__Extrait du document__:
*****

Douze nouvelles sans liens affirmés, chacune avec un narrateur à la première personne, pris dans son intimité à un moment donné de sa petite vie.

Il y a des vieux, en maison de retraite ou maintenus à domicile, qui ronchonnent, refusent de se faire oublier, règlent leurs comptes à leur façon, parfois, avec les leurs, vivants ou morts, avec une énergie sans failles.

Ainsi la vieille tante Jeanne va à l'hôpital rendre visite à sa nièce qui vient d'accoucher. Après avoir élevé sa jeune sœur, elle a dû continuer à l'aider quand elle s'est retrouvée enceinte seule et abandonnée et c'est un peu leur fille à toutes les deux, celle-là. Elle a même abandonné pour elle son métier d'artiste de cabaret et laissé son amant repartir seul aux Amériques. Mais dans la chambre de la jeune mère l'atmosphère est électrique : chacune endosse son rôle avec une gentillesse forcée et maladroite qui cache mal le fossé intergénérationnel et le choc des personnalités. Le dialogue convenu auquel elles se livrent toutes deux vire à l'absurde et laisserait vite place à l'agacement si la vieille n'y mettait fin, sous prétexte d'être incommodée par la chaleur. Vite retourner au bar de la rue voisine pour se désaltérer. Entre bières et vodkas, elle donne de la voix. Une vieille qui chante d'une voix éraillée dans son manteau de lapin râpé ça dérange les joueurs de cartes et ça peut surtout faire fuir la clientèle pense le bistrotier en lui intimant de se taire. "A ton âge, chanter la mémoire qui flanche, c'est risquer de se retrouver illico en peignoir au milieu d'autres séniles" en conclut Jeanne. (Jeanne)

*****

__Vos consignes__:
**a)** Reprenez sous forme de liste plus courte le paragraphe de l'extrait qui commence par « Ainsi la vieille tante Jeanne », en gardant ses faits principaux.
**b)** Selon l'extrait, combien de nouvelles compte le recueil ?
Les enregistrements n'ont aucun rôle à jouer ici.

*****

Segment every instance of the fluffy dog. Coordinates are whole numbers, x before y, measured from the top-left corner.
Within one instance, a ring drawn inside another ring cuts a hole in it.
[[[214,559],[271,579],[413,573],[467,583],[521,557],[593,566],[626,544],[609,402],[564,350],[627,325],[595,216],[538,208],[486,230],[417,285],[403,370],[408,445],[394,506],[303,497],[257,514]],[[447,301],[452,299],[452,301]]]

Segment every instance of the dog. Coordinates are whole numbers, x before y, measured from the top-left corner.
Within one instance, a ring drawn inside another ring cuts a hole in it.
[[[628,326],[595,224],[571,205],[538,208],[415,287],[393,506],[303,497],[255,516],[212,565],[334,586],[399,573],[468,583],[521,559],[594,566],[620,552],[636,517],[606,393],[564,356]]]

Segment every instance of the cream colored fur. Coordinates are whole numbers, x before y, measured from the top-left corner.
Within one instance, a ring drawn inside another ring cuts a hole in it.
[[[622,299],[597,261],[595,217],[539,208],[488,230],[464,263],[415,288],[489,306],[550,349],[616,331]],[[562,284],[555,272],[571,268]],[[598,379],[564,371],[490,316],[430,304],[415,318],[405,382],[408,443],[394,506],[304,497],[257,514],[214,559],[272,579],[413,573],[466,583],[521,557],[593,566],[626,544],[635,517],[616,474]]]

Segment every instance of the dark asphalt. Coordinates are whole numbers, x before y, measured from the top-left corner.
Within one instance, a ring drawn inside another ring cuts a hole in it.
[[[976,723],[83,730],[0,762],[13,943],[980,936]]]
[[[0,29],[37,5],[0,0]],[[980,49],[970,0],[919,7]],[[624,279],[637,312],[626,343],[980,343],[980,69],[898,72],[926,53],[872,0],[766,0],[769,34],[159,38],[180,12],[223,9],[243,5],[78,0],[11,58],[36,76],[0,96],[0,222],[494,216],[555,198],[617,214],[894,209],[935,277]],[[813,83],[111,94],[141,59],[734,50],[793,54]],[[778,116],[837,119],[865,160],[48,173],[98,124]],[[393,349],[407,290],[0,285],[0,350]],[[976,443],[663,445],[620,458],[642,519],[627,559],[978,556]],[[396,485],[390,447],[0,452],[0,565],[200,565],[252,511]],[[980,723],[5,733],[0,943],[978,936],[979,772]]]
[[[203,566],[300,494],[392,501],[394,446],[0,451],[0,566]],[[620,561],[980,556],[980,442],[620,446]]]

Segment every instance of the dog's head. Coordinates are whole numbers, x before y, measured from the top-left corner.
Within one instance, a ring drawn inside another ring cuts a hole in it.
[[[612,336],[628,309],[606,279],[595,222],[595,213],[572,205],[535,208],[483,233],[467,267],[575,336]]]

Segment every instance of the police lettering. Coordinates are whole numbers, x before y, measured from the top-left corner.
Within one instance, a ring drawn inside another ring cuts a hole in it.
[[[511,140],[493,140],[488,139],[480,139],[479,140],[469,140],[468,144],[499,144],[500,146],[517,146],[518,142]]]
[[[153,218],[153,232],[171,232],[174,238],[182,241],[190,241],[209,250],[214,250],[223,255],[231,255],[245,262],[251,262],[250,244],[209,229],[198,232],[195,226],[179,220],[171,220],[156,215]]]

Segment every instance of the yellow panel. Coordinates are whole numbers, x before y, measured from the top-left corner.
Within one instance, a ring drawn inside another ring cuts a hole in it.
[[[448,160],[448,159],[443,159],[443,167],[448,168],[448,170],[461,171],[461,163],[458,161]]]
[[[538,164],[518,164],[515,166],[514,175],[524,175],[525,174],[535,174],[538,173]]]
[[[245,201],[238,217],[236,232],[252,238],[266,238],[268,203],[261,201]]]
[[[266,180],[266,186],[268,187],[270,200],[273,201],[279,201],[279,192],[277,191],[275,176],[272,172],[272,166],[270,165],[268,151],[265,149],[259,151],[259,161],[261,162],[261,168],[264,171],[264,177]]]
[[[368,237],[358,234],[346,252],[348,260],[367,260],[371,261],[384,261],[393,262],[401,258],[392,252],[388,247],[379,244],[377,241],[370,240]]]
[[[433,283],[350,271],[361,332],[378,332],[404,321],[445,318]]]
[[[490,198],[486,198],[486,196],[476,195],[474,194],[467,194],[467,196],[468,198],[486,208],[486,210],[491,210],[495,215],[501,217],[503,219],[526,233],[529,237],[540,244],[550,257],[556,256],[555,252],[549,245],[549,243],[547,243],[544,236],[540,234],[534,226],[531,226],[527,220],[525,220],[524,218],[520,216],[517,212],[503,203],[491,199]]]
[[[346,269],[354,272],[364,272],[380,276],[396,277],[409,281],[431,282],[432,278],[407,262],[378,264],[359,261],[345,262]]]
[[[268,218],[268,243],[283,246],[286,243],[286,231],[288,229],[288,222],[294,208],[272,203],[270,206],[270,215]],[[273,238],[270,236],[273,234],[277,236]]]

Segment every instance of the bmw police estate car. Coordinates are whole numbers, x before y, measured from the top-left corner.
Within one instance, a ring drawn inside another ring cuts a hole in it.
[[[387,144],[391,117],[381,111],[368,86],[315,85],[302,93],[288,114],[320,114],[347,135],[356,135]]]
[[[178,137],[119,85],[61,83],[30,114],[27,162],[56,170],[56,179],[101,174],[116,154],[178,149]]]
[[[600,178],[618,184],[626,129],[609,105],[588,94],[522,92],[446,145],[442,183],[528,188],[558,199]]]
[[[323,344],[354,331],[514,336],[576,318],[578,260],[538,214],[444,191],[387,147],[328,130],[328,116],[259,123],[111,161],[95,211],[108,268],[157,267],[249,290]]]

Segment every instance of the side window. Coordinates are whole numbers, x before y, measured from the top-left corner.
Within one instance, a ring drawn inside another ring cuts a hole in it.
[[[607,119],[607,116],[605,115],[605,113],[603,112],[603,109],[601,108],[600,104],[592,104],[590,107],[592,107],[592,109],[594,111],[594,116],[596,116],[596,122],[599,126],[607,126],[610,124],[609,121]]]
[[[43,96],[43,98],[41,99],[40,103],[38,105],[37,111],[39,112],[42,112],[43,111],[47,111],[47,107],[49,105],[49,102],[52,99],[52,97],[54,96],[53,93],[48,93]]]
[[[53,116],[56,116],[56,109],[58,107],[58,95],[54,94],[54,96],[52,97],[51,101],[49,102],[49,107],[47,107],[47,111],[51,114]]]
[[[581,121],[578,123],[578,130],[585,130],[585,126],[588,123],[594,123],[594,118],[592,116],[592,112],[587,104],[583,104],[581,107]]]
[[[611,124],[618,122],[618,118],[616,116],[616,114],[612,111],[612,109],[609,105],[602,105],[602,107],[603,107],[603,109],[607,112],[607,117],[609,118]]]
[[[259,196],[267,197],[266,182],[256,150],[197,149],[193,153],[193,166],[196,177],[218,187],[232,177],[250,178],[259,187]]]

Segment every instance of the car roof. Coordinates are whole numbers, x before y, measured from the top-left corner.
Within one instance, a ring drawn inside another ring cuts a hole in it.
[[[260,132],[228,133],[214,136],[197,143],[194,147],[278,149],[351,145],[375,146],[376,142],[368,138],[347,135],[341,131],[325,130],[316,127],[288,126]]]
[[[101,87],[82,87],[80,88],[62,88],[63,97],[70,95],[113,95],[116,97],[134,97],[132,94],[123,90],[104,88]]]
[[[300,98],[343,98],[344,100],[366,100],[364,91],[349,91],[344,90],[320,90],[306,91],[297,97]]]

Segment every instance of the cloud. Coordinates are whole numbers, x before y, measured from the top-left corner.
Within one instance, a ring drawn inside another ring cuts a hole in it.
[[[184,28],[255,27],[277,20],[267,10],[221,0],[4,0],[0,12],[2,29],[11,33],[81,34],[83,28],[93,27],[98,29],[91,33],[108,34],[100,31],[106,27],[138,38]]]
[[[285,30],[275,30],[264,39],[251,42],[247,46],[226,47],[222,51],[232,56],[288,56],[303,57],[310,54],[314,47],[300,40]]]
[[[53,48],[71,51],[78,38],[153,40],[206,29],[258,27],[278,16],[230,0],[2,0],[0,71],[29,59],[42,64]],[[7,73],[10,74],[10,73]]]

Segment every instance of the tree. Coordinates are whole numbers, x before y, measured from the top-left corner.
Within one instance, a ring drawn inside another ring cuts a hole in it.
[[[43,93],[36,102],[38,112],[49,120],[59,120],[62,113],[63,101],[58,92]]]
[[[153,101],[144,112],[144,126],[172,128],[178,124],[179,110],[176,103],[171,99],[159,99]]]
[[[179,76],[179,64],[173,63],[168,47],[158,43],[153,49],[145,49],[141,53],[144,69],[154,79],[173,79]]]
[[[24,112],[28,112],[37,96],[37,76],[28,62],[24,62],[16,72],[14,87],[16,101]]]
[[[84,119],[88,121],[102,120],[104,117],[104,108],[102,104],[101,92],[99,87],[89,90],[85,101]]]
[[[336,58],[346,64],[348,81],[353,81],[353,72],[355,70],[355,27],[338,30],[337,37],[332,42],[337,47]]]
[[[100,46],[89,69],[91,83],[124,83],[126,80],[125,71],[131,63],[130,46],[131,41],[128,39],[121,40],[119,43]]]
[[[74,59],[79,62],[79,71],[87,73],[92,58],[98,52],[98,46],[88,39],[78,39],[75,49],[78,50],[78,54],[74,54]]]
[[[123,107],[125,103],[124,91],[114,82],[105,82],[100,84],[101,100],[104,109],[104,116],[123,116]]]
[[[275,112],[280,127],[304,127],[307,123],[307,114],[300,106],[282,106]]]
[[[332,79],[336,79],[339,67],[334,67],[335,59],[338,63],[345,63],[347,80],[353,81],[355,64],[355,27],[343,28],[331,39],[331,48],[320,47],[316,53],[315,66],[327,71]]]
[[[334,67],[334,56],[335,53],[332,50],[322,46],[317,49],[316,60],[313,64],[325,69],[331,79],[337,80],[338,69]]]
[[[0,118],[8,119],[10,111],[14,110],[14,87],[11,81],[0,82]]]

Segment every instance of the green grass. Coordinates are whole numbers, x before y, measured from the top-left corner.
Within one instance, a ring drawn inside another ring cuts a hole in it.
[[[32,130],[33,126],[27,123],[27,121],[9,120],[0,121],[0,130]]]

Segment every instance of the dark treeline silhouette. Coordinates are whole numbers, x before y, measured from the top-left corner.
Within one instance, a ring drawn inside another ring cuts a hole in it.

*****

__Réponses__:
**a)**
- La vieille tante Jeanne va à l'hôpital voir sa nièce qui vient d'accoucher.
- Elle a élevé sa jeune sœur, puis l'a aidée quand celle-ci s'est retrouvée enceinte, seule et abandonnée. La nièce est un peu leur fille à toutes les deux.
- Pour elle, Jeanne a quitté son métier d'artiste de cabaret et laissé son amant repartir seul aux Amériques.
- Dans la chambre, l'ambiance est tendue. Chacune se montre gentille de façon forcée et maladroite, ce qui cache mal l'écart entre les générations et le choc des caractères.
- Leur dialogue tourne à l'absurde. Jeanne y met fin en disant que la chaleur la gêne.
- Elle retourne au bar de la rue voisine, boit bières et vodkas et se met à chanter.
- Le patron lui ordonne de se taire, car elle dérange les joueurs de cartes et peut faire fuir la clientèle.
- Jeanne en conclut qu'à son âge, chanter la mémoire qui flanche, c'est risquer de se retrouver en peignoir au milieu d'autres séniles.

**b)** Douze.